## start Passage given

Posted on January 30, 2009 at 7:24 pm

From the Chairman:

“Michael Steele’s election today as Chairman of the Republican National Committee brings fresh leadership and a welcome new toughness to the party as it tackles the challenge of rebuilding a Republican majority in Congress and also at the state level all across America,” said Robin Smith, Chairman of the Tennessee Republican Party.

Comments

6 Responses to “TNGOP Like The Taste Of Steele”

  1. realopenminded writes
    January 30th, 2009 7:55 pm

    It brings a “black face” to go at Obama. Easier him that a southern white guy who belongs to a “white only” country club. You Rep. are slick, but not that slick.

  2. Davy writes
    January 30th, 2009 8:52 pm

    Good lord.

    This is such a gimmick.

    Just like Palin.

    Fixing the Republican party is a task that’s way bigger than one person.

    But I guess as a black man the media will have to give him time, no matter how irrelevant his talking points are.

  3. damned if we do damned if we don't writes
    January 30th, 2009 9:13 pm

    Repubs elect black chairman and libs call repubs racists for doing it. If repubs had elected white chairman libs would be saying repubs were racist for rejecting the black candidate.

  4. Elrod writes
    January 30th, 2009 10:39 pm

    “Tough” is not a word I’d use to apply to Michael Steele.

    Here’s a gem from the Washington Post editorial in 2006 when he ran against Ben Cardin for Senator from Maryland:

    http://www.washingtonpost.com/wp-dyn/content/article/2006/11/03/AR2006110301436.html

    Money quote:

    “As lieutenant governor, Mr. Steele had at best a marginal impact, even on his handpicked projects. He spent three years studying the death penalty but produced only a memo that has not been made public. In his campaign literature, Mr. Steele took credit for working with legislators to achieve “historic improvements” in the state’s teacher pension system. But the lead lawmaker on the pension bill, state Sen. Edward J. Kasemeyer (D-Howard), bluntly told The Post’s Ann E. Marimow: “I never heard from him.”

    There’s much more on this. Steele is an empty suit and a self-promoter. Tough he is not.

    I applaud the GOP for not going with a racist white Southerner like Katon Dawson. At least they recognize they have an image problem; and the TNGOP is at the heart of it. In many ways this is a repudiation of Bill Hobbs, Robin Smith and the rest of the bigots who run the TNGOP.

    If Steele really is “tough,” he’ll kick the social conservatives back into the closet where they belong and start making the party attractive outside Dixie, the Western Plains and Deseret (Mormonland).

## end Passage given
## start Dataset entries

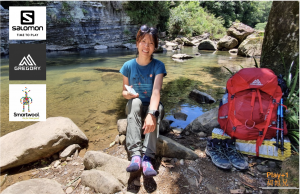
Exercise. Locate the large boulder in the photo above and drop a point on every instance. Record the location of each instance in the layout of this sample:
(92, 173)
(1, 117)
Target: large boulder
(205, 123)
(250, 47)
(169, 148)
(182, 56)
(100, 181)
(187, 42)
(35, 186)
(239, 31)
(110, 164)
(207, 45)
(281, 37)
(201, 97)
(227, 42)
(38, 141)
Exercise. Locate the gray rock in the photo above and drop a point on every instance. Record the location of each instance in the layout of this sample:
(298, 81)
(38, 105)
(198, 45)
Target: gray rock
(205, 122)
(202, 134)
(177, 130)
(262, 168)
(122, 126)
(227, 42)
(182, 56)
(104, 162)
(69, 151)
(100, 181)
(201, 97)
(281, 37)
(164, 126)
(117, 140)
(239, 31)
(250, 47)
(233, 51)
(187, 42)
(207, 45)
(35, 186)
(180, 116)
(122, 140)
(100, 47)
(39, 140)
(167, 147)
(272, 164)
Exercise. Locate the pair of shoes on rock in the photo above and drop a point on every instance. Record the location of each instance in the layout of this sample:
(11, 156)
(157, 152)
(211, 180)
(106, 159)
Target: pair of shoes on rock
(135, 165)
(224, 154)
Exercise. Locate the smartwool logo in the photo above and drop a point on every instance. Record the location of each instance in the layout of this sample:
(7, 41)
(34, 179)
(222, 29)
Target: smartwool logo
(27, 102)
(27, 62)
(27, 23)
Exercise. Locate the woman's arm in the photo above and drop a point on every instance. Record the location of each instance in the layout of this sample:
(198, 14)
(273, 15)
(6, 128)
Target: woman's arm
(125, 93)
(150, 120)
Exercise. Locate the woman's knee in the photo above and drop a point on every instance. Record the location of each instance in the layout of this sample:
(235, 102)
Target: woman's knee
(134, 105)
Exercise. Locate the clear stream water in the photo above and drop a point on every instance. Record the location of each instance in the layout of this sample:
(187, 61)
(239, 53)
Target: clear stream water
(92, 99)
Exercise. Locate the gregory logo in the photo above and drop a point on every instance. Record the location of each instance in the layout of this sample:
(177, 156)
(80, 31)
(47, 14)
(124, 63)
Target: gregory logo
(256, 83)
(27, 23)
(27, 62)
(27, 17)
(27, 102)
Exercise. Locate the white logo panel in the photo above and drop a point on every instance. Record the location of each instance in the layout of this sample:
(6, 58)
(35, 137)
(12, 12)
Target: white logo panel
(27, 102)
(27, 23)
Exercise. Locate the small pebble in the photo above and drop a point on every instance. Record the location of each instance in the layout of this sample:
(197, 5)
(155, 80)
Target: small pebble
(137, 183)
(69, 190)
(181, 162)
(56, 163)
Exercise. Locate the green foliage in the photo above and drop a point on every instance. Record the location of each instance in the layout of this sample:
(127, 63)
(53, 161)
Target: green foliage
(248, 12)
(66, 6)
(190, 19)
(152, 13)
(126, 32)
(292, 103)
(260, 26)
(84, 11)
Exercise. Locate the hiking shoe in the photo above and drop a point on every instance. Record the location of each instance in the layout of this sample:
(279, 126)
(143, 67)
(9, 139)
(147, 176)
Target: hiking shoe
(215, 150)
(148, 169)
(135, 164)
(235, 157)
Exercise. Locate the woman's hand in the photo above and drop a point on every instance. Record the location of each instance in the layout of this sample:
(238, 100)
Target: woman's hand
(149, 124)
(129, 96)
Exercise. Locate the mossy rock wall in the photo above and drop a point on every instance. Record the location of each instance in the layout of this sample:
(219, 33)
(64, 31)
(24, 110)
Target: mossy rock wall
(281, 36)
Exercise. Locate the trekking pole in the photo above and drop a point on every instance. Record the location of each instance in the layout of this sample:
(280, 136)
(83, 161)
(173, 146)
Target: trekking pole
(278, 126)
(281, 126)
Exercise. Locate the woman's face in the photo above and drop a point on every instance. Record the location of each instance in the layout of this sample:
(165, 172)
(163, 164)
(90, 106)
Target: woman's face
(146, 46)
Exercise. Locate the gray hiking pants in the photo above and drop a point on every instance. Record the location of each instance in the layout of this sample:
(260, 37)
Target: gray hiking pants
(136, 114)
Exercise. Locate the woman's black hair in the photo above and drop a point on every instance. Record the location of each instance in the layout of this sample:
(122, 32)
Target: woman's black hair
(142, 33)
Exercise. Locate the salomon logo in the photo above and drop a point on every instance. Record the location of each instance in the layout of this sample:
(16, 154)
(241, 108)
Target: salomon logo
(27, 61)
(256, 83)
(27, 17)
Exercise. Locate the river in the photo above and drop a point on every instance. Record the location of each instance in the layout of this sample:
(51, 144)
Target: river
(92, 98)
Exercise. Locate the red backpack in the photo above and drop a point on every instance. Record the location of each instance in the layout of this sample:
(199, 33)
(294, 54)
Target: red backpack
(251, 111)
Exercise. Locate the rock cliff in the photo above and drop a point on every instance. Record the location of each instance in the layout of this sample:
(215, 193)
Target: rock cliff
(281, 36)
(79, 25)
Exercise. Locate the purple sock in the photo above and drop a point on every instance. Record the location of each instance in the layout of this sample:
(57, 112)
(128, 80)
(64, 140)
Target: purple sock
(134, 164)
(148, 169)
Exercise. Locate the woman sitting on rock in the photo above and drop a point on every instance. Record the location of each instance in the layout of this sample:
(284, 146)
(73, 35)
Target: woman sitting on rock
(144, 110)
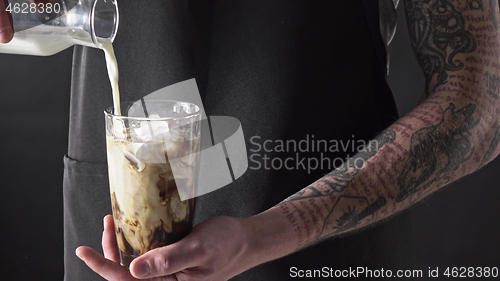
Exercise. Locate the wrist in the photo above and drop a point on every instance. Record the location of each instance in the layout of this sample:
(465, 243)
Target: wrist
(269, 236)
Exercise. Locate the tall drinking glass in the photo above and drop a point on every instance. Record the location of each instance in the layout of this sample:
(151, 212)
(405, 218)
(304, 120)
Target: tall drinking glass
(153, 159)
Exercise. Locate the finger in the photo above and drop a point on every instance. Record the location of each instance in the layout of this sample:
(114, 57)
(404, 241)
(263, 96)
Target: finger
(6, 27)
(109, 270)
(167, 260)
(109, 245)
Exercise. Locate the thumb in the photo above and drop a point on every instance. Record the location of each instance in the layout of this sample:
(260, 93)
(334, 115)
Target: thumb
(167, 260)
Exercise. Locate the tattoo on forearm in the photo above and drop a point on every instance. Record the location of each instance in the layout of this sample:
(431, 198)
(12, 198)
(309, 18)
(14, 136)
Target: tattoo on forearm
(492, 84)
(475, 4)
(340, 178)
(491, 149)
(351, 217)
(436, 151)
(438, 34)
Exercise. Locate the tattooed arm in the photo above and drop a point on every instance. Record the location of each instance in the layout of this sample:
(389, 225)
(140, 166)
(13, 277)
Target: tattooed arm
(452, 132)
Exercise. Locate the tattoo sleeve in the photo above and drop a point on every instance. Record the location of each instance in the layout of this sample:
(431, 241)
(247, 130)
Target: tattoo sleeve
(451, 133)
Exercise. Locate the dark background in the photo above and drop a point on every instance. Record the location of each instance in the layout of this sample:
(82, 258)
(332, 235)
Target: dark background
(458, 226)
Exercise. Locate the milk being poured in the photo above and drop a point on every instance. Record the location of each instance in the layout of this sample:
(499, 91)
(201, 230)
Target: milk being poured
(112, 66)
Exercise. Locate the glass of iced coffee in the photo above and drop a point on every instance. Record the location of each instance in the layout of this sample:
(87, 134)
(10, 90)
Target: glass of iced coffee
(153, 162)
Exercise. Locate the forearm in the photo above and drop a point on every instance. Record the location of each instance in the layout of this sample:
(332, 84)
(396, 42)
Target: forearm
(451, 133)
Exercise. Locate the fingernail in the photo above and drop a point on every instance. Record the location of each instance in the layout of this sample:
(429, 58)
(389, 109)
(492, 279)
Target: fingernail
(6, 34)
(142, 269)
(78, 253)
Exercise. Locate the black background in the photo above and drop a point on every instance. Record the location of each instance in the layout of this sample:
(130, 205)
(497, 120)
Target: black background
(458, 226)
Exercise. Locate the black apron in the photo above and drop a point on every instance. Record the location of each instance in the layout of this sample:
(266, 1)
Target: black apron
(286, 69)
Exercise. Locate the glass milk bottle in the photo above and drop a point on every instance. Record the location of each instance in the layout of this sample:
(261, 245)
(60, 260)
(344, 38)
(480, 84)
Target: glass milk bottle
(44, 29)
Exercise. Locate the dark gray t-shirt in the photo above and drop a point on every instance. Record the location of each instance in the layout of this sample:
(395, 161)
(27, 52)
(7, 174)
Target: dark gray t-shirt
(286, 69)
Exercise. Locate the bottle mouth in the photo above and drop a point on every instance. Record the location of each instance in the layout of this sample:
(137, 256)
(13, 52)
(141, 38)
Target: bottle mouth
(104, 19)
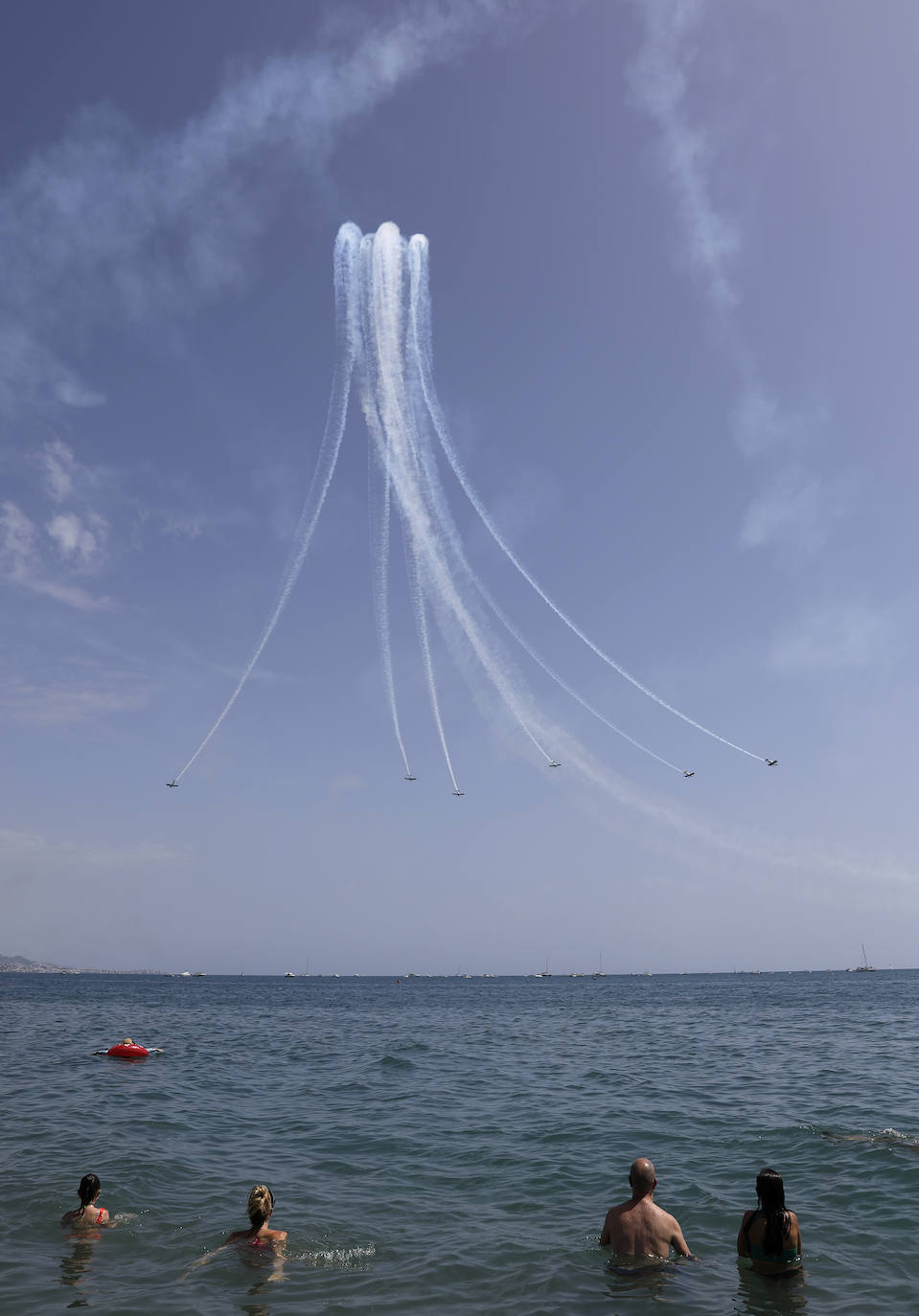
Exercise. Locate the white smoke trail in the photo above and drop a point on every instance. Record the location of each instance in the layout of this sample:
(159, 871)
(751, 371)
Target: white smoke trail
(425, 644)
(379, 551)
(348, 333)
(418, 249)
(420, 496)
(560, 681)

## end Dataset entries

(Given exercise) In the blog post on Michael Steele's election, set down word for word the stretch starting with "I applaud the" and going on through "and Deseret (Mormonland).".

(Correct output)
I applaud the GOP for not going with a racist white Southerner like Katon Dawson. At least they recognize they have an image problem; and the TNGOP is at the heart of it. In many ways this is a repudiation of Bill Hobbs, Robin Smith and the rest of the bigots who run the TNGOP.

    If Steele really is “tough,” he’ll kick the social conservatives back into the closet where they belong and start making the party attractive outside Dixie, the Western Plains and Deseret (Mormonland).